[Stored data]
=== Section Start ===

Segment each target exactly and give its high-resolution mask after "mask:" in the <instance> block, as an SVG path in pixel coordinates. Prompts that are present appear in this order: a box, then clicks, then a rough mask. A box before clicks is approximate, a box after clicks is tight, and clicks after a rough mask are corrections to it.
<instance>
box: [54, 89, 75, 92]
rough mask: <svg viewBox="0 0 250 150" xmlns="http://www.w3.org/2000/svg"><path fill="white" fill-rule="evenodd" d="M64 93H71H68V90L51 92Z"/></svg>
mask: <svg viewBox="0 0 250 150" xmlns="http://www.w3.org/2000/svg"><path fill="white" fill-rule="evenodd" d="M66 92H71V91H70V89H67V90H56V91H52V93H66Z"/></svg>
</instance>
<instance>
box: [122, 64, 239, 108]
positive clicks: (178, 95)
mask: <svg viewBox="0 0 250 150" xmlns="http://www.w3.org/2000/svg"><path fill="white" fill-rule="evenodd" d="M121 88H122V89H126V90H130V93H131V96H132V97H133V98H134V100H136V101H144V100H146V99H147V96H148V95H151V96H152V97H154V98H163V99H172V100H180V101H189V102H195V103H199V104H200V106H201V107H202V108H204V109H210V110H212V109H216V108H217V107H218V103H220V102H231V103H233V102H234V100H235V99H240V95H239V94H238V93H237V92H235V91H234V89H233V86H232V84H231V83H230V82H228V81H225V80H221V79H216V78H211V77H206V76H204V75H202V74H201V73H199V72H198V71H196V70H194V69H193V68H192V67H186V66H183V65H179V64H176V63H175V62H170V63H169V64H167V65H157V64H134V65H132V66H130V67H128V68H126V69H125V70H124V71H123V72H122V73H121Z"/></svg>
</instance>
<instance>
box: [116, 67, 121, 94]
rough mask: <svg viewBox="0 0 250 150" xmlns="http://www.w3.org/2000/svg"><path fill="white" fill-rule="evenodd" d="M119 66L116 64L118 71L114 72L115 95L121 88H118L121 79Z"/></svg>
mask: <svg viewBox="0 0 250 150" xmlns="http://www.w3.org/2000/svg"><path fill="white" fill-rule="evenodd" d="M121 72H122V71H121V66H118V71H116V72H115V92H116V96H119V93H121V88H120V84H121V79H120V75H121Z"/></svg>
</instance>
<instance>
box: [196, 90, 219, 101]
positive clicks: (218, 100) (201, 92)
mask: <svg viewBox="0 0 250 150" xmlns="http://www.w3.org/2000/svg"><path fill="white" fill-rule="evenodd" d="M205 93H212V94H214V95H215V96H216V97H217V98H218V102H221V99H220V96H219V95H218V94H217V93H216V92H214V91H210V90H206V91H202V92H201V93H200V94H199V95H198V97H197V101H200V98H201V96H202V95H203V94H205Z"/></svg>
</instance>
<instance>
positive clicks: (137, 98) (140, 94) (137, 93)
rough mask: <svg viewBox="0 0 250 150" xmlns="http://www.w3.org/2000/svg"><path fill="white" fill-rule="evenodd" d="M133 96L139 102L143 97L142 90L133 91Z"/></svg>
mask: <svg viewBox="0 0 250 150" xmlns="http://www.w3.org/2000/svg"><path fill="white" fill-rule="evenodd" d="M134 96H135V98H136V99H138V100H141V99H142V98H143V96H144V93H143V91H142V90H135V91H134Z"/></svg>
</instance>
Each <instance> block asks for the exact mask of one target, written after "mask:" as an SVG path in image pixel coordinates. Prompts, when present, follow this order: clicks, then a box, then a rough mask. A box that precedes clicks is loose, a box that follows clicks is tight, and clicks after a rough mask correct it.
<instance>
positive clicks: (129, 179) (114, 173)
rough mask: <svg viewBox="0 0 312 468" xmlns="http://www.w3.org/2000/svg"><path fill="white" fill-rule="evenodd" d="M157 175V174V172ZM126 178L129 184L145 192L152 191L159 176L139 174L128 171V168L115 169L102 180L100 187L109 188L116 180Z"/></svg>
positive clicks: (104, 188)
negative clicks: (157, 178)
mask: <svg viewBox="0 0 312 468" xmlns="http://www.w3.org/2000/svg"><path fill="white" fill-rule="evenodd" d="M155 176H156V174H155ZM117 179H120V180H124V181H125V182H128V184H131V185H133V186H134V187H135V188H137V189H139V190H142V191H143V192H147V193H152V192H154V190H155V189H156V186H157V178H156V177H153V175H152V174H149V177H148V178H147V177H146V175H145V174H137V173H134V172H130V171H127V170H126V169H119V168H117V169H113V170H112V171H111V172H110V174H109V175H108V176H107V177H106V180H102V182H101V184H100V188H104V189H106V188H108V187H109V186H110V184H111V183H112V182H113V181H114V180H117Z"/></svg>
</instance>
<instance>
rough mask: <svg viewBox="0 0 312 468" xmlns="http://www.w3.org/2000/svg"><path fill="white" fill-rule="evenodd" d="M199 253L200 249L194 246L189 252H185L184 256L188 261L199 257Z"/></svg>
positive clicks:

=== Section End ===

_PROBLEM STATEMENT_
Once more, write out all of the entries above exactly.

_EXERCISE OUTPUT_
Segment each target exactly and give its high-resolution mask after "mask:" in the <instance> block, as an SVG path in pixel coordinates. Prompts that are present appear in this order: a box, then clicks, then a rough mask. A box before clicks is approximate, a box after clicks is tight, and clicks after a rough mask are corrections to it.
<instance>
box: [54, 89, 75, 92]
rough mask: <svg viewBox="0 0 250 150" xmlns="http://www.w3.org/2000/svg"><path fill="white" fill-rule="evenodd" d="M64 93H71H68V90L51 92Z"/></svg>
mask: <svg viewBox="0 0 250 150" xmlns="http://www.w3.org/2000/svg"><path fill="white" fill-rule="evenodd" d="M66 92H71V91H70V89H67V90H56V91H52V93H66Z"/></svg>
</instance>
<instance>
box: [122, 64, 239, 108]
positive clicks: (178, 95)
mask: <svg viewBox="0 0 250 150" xmlns="http://www.w3.org/2000/svg"><path fill="white" fill-rule="evenodd" d="M121 88H122V89H126V90H130V93H131V96H132V97H133V98H134V100H136V101H144V100H146V99H147V96H148V95H151V96H152V97H154V98H163V99H172V100H180V101H189V102H195V103H199V104H200V106H201V107H202V108H204V109H210V110H212V109H216V108H217V107H218V103H220V102H231V103H233V102H234V100H235V99H240V95H239V94H238V93H237V92H235V91H234V89H233V86H232V84H231V83H230V82H228V81H225V80H221V79H216V78H211V77H206V76H204V75H202V74H201V73H199V72H198V71H196V70H194V69H193V68H192V67H186V66H183V65H179V64H176V63H175V62H170V63H169V64H167V65H157V64H134V65H132V66H130V67H128V68H126V69H125V70H124V71H123V72H122V73H121Z"/></svg>
</instance>
<instance>
box: [116, 67, 121, 94]
rough mask: <svg viewBox="0 0 250 150" xmlns="http://www.w3.org/2000/svg"><path fill="white" fill-rule="evenodd" d="M119 66L116 64L118 71L114 72L115 95L121 88H118L121 79Z"/></svg>
mask: <svg viewBox="0 0 250 150" xmlns="http://www.w3.org/2000/svg"><path fill="white" fill-rule="evenodd" d="M121 72H122V71H121V66H118V71H116V72H115V92H116V96H119V93H121V88H120V84H121V79H120V75H121Z"/></svg>
</instance>
<instance>
box: [196, 90, 219, 101]
positive clicks: (218, 100) (201, 92)
mask: <svg viewBox="0 0 250 150" xmlns="http://www.w3.org/2000/svg"><path fill="white" fill-rule="evenodd" d="M205 93H212V94H214V95H215V96H216V97H217V98H218V102H221V99H220V96H219V95H218V94H217V93H216V92H214V91H210V90H206V91H202V92H201V93H200V94H199V95H198V97H197V101H200V98H201V96H202V95H203V94H205Z"/></svg>
</instance>
<instance>
positive clicks: (137, 98) (140, 94) (137, 93)
rough mask: <svg viewBox="0 0 250 150" xmlns="http://www.w3.org/2000/svg"><path fill="white" fill-rule="evenodd" d="M133 96L139 102L143 97L142 90L133 91Z"/></svg>
mask: <svg viewBox="0 0 250 150" xmlns="http://www.w3.org/2000/svg"><path fill="white" fill-rule="evenodd" d="M134 96H135V98H136V99H138V100H141V99H142V98H143V96H144V93H143V91H142V90H135V91H134Z"/></svg>
</instance>
Each <instance> block asks for the exact mask of one target, written after "mask:" as an SVG path in image pixel coordinates. Prompts, when present, follow this order: clicks, then a box, then a rough mask. A box that precedes clicks is loose, a box that follows clicks is tight, and clicks after a rough mask correct it.
<instance>
positive clicks: (129, 179) (114, 173)
rough mask: <svg viewBox="0 0 312 468" xmlns="http://www.w3.org/2000/svg"><path fill="white" fill-rule="evenodd" d="M157 175V174V172ZM126 178L129 184L145 192L152 191L159 176L139 174L128 171V168L115 169L102 180L100 187L109 188L116 180Z"/></svg>
positive clicks: (104, 188)
negative clicks: (157, 178)
mask: <svg viewBox="0 0 312 468" xmlns="http://www.w3.org/2000/svg"><path fill="white" fill-rule="evenodd" d="M155 176H156V174H155ZM117 179H120V180H124V181H125V182H128V184H131V185H133V186H134V187H135V188H137V189H139V190H142V191H143V192H147V193H152V192H154V190H155V189H156V186H157V178H156V177H153V175H152V174H149V177H148V178H147V177H146V175H145V174H137V173H134V172H130V171H127V170H126V169H119V168H117V169H113V170H112V171H111V172H110V174H109V175H108V176H107V177H106V180H102V182H101V184H100V188H104V189H106V188H108V187H109V186H110V184H111V183H112V182H113V181H114V180H117Z"/></svg>
</instance>
<instance>
rough mask: <svg viewBox="0 0 312 468" xmlns="http://www.w3.org/2000/svg"><path fill="white" fill-rule="evenodd" d="M199 253L200 249L194 246L189 252H185L184 256L188 261L199 257Z"/></svg>
positive clicks:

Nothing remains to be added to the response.